### Extract

- - -

Lau’s discussion of this newest generation of Chinese filmmakers is compelling, but the omissions are puzzling: while the major Fifth Generation filmmakers are identified (Zhang Yimou, Chen Kaige, Tian Zhangzhang, even the lesser-known—among Westerners, at any rate—Huang Jianxin), the only Sixth Generation filmmaker mentioned by name is Zhang Yuan. While Zhang Yuan’s career is discussed at length, there is only passing mention of other Sixth Generation films, such as Postman or The Beads, and that without identification of their director, He Jianjun.
Given the centrality of Chinese rock music to Beijing Bastards, the placement of Jeroen de Kloet’s essay, “Marx or Market: Chinese Rock and the Sound of Fury,” immediately after Lau’s seems only natural. But it is more than subject matter that these two essays have in common. Like Lau in regards to the Sixth Generation filmmakers, De Kloet argues against the usual presentation of yaogun yinyue, or Chinese rock, as deriving from a fundamentally dissident impulse, a notion perhaps best expressed in Wang Shuo’s line, “What didn’t happen through June 4th will happen through rock.” Providing an overview of the development of a number of influential bands, analyzing the lyrics of several well-known songs, and situating Chinese rock in relation—rather than opposition—to other music, such as Western rock and the more mainstream commercial Gang-Tai pop (produced primarily in Hong Kong and Taiwan), the writer demonstrates that there are many factors shaping the phenomenon. But De Kloet does not simply suggest that political rebellion is only one such factor; rather, he contends that China’s rebels of rock, like their contemporaries the Sixth Generation filmmakers, are negotiating the complexities of Mainland modernity, not only in the music they create, but in the ways they position themselves.

- - -

### Data lines
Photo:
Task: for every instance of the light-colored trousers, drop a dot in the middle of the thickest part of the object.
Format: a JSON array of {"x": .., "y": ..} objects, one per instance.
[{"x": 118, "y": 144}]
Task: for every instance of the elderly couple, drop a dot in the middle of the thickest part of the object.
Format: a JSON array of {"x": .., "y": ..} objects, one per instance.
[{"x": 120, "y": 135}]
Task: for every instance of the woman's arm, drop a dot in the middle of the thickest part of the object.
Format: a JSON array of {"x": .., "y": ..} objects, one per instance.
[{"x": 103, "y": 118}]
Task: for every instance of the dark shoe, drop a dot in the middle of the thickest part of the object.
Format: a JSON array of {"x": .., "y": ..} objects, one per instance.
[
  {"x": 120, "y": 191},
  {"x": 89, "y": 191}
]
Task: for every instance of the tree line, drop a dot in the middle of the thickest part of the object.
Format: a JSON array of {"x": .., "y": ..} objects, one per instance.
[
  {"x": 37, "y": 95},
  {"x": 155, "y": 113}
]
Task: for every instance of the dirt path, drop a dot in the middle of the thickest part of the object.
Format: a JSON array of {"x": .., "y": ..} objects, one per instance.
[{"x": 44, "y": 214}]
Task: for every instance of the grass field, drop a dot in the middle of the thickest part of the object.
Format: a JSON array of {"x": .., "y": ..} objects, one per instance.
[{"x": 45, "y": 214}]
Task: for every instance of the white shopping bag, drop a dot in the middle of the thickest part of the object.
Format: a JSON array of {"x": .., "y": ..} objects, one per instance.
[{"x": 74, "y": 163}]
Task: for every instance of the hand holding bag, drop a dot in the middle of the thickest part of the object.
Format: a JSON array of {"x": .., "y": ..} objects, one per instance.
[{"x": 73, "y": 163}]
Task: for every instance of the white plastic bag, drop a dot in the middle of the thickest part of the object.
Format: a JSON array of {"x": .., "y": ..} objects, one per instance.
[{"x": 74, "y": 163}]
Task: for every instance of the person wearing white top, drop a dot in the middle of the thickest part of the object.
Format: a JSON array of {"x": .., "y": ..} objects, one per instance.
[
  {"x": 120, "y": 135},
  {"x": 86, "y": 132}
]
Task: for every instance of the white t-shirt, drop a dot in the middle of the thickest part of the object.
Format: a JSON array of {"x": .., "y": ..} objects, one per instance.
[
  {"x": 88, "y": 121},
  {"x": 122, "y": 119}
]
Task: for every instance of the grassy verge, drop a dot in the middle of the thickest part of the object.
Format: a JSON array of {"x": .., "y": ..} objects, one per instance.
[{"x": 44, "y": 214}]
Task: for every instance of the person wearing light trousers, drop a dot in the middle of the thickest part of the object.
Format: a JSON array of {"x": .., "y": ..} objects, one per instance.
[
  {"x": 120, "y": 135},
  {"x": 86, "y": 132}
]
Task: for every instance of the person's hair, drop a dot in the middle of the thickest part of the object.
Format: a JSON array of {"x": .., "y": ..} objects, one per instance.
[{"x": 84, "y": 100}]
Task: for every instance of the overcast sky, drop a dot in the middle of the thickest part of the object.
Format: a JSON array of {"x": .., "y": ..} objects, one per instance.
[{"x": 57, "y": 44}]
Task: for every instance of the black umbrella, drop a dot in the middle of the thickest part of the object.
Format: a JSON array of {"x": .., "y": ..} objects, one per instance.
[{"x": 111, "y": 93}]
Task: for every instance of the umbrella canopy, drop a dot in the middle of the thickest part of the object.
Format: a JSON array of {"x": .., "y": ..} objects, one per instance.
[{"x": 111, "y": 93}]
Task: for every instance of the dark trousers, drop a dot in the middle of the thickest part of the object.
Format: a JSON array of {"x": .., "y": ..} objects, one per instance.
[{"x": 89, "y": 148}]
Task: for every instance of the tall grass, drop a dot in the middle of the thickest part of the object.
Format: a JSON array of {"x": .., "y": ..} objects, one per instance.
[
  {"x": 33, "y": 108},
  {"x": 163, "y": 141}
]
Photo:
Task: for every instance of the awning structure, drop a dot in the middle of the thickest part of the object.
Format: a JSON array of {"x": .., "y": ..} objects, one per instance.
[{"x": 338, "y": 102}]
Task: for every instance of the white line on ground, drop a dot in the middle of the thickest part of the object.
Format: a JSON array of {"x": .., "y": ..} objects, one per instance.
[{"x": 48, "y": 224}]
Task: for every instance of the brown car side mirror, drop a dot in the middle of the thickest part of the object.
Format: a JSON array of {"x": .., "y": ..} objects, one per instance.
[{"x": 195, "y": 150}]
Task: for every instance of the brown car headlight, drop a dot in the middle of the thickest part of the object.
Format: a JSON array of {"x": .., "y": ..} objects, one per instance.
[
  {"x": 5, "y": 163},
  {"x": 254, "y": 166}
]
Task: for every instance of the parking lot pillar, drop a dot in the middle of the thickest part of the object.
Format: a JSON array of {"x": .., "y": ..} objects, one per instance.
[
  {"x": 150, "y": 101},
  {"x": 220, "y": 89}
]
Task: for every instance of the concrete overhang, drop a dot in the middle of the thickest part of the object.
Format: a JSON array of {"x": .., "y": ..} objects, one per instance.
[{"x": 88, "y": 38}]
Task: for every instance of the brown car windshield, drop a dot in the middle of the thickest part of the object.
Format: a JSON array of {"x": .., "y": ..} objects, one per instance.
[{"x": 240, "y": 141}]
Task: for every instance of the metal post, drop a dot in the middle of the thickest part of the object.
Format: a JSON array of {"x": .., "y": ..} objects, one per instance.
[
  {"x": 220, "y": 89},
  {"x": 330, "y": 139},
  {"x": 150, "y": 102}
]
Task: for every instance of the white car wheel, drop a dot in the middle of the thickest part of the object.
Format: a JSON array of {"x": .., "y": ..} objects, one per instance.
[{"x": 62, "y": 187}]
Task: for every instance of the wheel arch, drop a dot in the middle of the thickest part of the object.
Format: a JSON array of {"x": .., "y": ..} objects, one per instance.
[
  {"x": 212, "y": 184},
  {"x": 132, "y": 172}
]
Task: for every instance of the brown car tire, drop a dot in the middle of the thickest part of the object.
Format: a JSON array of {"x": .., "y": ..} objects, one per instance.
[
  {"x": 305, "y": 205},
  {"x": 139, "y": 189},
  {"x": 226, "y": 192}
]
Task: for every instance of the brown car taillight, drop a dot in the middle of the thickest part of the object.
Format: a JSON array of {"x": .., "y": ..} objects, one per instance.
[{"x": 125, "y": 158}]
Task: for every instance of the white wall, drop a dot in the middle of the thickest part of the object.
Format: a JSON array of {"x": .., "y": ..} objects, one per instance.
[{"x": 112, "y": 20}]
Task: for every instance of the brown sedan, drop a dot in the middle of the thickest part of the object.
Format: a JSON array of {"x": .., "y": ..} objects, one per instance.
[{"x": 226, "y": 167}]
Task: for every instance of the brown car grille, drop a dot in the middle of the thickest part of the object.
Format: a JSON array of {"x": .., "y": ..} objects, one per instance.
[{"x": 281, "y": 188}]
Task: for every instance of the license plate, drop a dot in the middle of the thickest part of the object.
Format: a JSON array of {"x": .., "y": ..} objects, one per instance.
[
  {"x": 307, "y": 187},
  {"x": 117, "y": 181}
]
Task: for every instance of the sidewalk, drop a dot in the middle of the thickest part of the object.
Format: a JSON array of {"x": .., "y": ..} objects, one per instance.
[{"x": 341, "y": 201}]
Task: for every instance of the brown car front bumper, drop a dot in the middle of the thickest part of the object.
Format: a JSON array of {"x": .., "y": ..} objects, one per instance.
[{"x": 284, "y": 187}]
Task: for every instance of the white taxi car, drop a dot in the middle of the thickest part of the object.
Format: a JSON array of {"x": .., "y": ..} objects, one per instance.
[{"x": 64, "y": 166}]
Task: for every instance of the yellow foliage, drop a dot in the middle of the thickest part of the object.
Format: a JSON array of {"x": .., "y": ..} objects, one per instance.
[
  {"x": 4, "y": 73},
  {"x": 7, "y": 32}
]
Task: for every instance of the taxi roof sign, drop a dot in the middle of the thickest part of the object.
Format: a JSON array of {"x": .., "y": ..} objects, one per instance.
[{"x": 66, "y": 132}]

- - -

### Short problem A
According to the review, who directed the films Postman and The Beads?
### Short problem B
For each statement, say whether it agrees with the review, quoting the words that decide it: (i) Zhang Yuan is the only Sixth Generation filmmaker mentioned by name in Lau's discussion. (ii) Gang-Tai pop is produced primarily in mainland China. (iii) De Kloet's essay is placed immediately before Lau's.
### Short problem C
Transcribe everything in the review from "Lau’s discussion of" down to "director, He Jianjun.".
The data have no connection to the review.

### Written response A
He Jianjun.

### Written response B
(i) Yes: "the only Sixth Generation filmmaker mentioned by name is Zhang Yuan"
(ii) No: "produced primarily in Hong Kong and Taiwan"
(iii) No: "immediately after Lau’s"

### Written response C
Lau’s discussion of this newest generation of Chinese filmmakers is compelling, but the omissions are puzzling: while the major Fifth Generation filmmakers are identified (Zhang Yimou, Chen Kaige, Tian Zhangzhang, even the lesser-known—among Westerners, at any rate—Huang Jianxin), the only Sixth Generation filmmaker mentioned by name is Zhang Yuan. While Zhang Yuan’s career is discussed at length, there is only passing mention of other Sixth Generation films, such as Postman or The Beads, and that without identification of their director, He Jianjun.